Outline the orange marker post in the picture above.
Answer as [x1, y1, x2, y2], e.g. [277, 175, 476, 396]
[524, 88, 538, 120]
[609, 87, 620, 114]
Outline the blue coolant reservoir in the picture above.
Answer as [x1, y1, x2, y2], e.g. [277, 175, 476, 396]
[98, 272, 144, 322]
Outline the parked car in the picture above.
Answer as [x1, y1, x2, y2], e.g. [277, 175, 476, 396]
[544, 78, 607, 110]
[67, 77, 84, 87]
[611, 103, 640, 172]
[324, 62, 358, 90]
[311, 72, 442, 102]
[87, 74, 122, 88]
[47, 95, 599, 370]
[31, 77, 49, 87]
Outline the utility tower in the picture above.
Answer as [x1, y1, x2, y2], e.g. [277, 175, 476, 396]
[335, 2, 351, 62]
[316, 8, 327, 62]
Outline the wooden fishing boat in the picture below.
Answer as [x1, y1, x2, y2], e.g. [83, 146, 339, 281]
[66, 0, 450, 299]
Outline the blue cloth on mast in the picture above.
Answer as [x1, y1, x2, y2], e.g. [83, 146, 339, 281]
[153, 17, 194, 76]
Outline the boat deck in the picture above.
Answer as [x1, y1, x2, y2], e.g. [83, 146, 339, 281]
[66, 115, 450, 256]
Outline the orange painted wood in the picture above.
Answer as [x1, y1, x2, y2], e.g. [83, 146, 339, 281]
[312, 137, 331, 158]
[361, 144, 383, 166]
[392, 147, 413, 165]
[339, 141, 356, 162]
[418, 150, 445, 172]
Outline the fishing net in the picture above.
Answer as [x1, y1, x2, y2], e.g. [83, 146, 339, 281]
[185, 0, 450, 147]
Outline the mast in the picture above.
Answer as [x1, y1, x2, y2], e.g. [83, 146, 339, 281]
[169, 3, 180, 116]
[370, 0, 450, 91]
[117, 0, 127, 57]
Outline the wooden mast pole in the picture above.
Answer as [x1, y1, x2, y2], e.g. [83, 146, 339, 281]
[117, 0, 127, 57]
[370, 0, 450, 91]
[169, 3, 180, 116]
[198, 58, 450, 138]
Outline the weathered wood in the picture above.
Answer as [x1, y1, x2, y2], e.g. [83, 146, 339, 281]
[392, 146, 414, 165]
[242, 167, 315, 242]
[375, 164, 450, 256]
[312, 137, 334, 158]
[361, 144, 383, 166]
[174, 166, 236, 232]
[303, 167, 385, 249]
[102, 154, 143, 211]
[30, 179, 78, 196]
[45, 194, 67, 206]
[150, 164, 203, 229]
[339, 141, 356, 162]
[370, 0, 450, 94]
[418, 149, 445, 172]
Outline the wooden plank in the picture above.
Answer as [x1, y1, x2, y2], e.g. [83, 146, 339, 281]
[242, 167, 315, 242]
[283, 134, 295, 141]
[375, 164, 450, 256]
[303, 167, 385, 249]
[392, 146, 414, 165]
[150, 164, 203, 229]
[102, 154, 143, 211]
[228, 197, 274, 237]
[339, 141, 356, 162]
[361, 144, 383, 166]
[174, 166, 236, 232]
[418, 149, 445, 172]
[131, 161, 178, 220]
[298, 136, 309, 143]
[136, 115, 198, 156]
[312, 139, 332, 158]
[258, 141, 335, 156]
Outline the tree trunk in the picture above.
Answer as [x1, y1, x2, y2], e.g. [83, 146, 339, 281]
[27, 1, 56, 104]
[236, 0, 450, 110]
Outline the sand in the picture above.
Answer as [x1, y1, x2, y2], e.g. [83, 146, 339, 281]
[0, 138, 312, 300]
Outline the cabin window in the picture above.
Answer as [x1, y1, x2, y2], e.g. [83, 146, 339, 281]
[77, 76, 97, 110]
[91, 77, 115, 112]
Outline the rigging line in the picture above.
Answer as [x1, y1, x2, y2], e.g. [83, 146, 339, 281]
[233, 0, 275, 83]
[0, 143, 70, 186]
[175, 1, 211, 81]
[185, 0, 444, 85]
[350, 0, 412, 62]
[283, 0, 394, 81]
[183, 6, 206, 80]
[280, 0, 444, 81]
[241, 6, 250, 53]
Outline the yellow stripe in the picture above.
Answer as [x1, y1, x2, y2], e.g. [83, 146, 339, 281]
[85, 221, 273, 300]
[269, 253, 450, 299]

▶ Required task:
Add -130 to every coordinate in the answers of the records from the first line through the line containing "[98, 272, 144, 322]", both included. Then write all of those lines out again, requests included.

▶ Output for this task:
Outline the orange marker post in the picture above.
Answer as [x1, y1, x2, y2], e.g. [277, 175, 476, 396]
[394, -42, 408, -10]
[479, -43, 490, -16]
Outline the blue coolant reservoir in the picture above.
Answer as [x1, y1, x2, y2], e.g. [277, 175, 476, 396]
[-32, 142, 14, 192]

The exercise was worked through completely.